• Directive
Please repeat all of the listing exactly.

*** Records to use

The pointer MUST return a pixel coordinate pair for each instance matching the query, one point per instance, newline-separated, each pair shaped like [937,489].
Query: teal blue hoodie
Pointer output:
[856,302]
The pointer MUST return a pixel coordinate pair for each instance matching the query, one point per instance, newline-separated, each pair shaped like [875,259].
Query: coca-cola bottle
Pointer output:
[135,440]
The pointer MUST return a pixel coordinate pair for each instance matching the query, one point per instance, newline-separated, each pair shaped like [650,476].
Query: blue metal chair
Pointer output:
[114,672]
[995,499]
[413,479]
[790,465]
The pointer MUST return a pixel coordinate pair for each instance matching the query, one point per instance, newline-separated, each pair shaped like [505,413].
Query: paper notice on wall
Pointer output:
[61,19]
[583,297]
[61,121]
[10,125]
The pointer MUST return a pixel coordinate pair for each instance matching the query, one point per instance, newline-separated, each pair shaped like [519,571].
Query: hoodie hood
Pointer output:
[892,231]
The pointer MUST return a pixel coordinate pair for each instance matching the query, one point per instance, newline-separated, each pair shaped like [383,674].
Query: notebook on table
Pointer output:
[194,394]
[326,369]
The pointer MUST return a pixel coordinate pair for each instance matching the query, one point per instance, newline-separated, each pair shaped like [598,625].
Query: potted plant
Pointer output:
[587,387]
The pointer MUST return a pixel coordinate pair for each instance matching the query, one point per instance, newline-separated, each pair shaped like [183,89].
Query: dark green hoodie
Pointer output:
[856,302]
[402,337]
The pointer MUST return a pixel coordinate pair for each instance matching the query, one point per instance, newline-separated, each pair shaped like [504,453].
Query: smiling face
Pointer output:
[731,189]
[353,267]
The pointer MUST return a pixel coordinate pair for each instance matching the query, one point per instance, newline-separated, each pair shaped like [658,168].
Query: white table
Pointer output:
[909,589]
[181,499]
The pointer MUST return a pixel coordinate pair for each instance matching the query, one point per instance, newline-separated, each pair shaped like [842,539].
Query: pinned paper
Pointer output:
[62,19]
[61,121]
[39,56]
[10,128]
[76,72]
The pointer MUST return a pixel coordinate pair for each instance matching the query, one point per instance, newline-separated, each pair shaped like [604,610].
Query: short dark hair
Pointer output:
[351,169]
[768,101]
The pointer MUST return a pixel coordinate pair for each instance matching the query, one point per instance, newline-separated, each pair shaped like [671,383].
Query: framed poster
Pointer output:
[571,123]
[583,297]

******

• Reply to the exercise
The pointer MUST return a pixel coordinate pair for each instance matching the query, one point per instance, newline-separated, each pair shaped like [937,489].
Query: teal blue hoodie
Pointer output:
[856,302]
The pointer MUST return a pixel coordinate pair for each instance matching the query, one point per instance, newline-separated, each pair shaped like [875,259].
Query: coca-cola bottle
Pointer output:
[135,440]
The pointer MUST return a pixel coordinate pair for each instance matching the query, one point per instance, newline-separated, each pair shaped like [650,476].
Query: blue metal chair
Pointer output:
[114,672]
[995,499]
[413,479]
[790,465]
The pointer MUST return a pixel coordinate pair for each instance matching the query, one point per instance, newline-separated, each pair shaped like [505,413].
Query: paper notice on wall
Pointer output:
[61,19]
[583,297]
[61,121]
[10,125]
The pointer MUST return a pixel coordinate pair for each instance matching the query, one point per instance, newline-separated, each pair shaped like [519,571].
Query: hoodie hood
Pointer output:
[892,231]
The pointer MUST return a pixel coordinate pair for each instance matching the query, one point per instance, newline-separated, each pair shaped like [383,674].
Query: notebook on table
Pointer output:
[194,394]
[326,369]
The pointer MUST return a pixel coordinate pair for each instance matching the query, one point per instance, newline-separated, each pair shaped like [598,625].
Query: potted plant
Pointer output:
[587,387]
The pointer MUST return a pixel coordinate pair for each instance matching the query, one point per instance, newline-separated, each pair shaped like [183,89].
Query: dark green hoodie
Pointer output:
[856,302]
[402,337]
The pointer MUST return a pixel coordinate pair for each instance matching the query, one point per instance, newline-separated, each pair shaped like [504,453].
Query: smiling face
Pointer output:
[731,189]
[353,267]
The pointer MUST return a pixel coordinate pair for each instance matching the query, one point per instance, newline-separated, each pair shaped like [658,168].
Query: white table
Pointer output:
[909,589]
[181,499]
The pointer MUST return a pixel coordinate pair for each instance matching the query, one point per instance, newline-separated, each pair shaped like [842,539].
Query: pinned paper
Pointer output:
[62,19]
[61,121]
[39,56]
[10,128]
[76,72]
The pointer MUST return a pixel coordinate pair for each instance matching the query, one point per instance, newline-separated, each pair shaped like [604,610].
Query: short dark hair
Pointer output:
[351,169]
[768,101]
The pointer MUST return a pixel coordinate pair for each instance matching the query, one point per instance, newline-separated, each pair shaped like [671,383].
Query: framed poster
Pointer output:
[571,123]
[583,297]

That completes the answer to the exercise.